* [WHAT YOU NEED TO DO]
Gather every line in the material below that contains the string "apartment", matching case exactly, and copy each one out in full.

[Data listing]
□ □ □

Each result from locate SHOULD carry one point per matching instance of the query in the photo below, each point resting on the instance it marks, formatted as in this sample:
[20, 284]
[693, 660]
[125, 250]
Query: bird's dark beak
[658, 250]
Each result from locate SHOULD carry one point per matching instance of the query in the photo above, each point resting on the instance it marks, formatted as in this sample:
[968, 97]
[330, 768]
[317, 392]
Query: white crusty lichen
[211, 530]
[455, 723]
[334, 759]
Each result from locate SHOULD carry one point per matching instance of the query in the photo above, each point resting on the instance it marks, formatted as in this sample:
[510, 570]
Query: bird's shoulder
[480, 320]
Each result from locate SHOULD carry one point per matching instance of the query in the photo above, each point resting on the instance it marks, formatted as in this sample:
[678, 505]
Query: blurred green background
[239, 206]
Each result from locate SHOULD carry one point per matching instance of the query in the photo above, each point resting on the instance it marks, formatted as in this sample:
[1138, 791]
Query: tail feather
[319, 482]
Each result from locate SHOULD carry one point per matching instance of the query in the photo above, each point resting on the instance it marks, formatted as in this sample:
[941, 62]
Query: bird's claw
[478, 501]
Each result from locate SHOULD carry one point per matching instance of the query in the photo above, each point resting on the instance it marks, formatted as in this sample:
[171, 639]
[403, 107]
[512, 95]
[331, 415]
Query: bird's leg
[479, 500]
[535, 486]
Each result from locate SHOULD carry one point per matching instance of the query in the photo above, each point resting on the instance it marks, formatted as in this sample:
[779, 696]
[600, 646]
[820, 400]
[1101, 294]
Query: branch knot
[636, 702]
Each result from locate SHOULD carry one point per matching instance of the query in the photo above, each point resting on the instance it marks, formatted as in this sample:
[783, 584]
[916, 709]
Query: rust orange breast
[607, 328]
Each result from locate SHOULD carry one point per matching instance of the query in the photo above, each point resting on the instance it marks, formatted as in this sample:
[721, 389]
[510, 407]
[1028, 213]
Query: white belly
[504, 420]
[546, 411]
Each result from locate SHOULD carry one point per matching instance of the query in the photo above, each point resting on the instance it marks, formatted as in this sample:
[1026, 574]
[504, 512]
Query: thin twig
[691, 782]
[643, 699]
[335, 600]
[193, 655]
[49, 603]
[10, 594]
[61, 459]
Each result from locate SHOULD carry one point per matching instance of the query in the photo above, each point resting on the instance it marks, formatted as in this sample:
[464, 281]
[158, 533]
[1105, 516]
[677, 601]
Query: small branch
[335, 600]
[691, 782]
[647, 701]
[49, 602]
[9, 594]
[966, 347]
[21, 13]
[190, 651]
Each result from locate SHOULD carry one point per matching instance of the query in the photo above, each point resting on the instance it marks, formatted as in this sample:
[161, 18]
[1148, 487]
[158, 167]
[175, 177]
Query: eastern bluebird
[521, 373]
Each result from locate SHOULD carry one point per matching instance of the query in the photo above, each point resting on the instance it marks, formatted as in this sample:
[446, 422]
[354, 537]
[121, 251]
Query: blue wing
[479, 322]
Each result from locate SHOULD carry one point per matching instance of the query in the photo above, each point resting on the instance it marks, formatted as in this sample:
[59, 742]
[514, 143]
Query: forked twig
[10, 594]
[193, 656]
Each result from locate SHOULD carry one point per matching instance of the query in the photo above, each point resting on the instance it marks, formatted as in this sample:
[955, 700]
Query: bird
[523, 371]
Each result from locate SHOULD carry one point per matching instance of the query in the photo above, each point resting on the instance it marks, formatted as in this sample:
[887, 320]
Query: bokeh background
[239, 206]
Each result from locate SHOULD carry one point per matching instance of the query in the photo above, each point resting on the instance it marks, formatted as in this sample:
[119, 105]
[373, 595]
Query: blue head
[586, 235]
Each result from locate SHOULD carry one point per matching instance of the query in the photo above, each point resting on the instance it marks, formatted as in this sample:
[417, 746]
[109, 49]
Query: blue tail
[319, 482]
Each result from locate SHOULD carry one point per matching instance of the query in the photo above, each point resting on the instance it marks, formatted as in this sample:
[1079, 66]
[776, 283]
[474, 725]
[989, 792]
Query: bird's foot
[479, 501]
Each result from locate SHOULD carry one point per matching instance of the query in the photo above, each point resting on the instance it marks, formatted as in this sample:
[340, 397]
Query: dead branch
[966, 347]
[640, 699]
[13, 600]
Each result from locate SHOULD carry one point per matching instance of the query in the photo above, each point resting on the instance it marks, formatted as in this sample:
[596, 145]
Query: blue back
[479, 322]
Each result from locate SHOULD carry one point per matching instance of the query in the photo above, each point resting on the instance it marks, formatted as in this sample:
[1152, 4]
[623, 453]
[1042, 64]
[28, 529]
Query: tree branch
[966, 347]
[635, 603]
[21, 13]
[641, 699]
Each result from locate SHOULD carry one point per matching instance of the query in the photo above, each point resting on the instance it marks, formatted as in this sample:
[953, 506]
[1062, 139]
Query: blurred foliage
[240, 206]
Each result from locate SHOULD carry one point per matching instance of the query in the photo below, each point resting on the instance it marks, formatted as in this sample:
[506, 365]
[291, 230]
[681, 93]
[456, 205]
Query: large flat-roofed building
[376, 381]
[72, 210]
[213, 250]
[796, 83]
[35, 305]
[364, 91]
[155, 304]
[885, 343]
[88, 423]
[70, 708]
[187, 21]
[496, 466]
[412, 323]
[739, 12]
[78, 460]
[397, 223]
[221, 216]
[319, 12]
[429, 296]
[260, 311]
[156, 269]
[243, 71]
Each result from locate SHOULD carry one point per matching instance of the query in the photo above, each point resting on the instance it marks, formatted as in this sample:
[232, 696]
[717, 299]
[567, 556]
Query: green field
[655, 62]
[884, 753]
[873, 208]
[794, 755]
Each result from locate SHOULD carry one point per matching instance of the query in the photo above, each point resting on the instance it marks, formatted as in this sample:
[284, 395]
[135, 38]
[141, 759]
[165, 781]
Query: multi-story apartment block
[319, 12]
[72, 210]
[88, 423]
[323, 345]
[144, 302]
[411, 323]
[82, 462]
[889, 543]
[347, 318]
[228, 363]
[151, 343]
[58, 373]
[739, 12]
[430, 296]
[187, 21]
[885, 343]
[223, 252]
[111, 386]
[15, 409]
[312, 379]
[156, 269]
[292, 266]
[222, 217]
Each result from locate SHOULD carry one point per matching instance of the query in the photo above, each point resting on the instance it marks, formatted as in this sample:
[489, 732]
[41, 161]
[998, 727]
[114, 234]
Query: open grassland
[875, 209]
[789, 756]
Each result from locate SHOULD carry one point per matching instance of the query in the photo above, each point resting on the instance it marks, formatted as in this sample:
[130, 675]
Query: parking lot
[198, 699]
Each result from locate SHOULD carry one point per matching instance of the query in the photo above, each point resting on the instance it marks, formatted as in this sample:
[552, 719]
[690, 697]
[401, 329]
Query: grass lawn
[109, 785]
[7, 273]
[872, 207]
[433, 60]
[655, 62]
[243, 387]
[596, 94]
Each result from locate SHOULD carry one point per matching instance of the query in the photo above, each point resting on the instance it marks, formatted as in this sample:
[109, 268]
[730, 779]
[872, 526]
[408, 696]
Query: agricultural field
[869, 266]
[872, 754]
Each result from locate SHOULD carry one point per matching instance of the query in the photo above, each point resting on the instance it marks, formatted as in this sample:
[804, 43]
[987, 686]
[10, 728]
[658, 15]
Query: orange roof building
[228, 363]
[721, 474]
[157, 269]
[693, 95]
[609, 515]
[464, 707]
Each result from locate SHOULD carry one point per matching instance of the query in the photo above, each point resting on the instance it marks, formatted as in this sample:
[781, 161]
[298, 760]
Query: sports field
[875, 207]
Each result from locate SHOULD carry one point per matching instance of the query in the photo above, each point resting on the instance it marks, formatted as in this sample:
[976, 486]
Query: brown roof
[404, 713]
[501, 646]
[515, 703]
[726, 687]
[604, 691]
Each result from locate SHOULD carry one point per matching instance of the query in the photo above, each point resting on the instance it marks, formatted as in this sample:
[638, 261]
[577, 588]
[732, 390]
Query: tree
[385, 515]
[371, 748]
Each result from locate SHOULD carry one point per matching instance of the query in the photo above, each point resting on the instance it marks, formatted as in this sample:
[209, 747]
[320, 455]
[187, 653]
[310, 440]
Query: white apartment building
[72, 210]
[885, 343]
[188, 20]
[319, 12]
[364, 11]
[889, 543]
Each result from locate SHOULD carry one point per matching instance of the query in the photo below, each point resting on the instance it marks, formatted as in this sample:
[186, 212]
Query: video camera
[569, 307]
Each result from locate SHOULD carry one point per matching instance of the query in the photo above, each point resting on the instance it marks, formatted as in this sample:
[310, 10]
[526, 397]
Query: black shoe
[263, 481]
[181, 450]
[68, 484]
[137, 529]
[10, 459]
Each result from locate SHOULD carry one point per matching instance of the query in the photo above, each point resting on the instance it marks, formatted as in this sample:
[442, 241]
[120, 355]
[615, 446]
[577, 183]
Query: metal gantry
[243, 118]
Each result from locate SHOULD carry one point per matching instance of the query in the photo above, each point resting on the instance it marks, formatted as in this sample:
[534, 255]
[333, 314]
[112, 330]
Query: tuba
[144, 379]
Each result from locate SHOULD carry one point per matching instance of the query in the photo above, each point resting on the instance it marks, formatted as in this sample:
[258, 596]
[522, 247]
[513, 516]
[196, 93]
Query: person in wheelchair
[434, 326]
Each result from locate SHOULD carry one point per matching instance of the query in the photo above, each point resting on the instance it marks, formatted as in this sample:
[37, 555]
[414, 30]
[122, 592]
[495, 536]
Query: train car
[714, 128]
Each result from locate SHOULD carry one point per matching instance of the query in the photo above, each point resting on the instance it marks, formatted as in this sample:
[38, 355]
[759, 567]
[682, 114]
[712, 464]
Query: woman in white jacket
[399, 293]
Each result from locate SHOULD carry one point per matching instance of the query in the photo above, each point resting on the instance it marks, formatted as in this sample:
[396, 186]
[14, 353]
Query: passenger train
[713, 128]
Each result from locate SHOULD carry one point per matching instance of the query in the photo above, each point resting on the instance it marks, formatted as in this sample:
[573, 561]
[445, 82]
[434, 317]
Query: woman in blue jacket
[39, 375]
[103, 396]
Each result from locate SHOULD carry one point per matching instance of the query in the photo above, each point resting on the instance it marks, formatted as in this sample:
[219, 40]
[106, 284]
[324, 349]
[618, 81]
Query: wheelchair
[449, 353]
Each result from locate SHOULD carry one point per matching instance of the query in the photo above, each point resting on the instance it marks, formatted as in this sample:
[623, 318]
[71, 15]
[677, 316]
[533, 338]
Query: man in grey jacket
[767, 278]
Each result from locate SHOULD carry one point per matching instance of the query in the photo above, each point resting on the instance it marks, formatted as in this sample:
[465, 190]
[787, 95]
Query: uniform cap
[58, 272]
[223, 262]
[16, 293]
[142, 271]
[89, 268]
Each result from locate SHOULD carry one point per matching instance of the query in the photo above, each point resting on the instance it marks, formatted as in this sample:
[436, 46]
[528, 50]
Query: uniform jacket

□ □ □

* [CORRECT RESPONSE]
Query: multi-story apartment block
Query: white apartment building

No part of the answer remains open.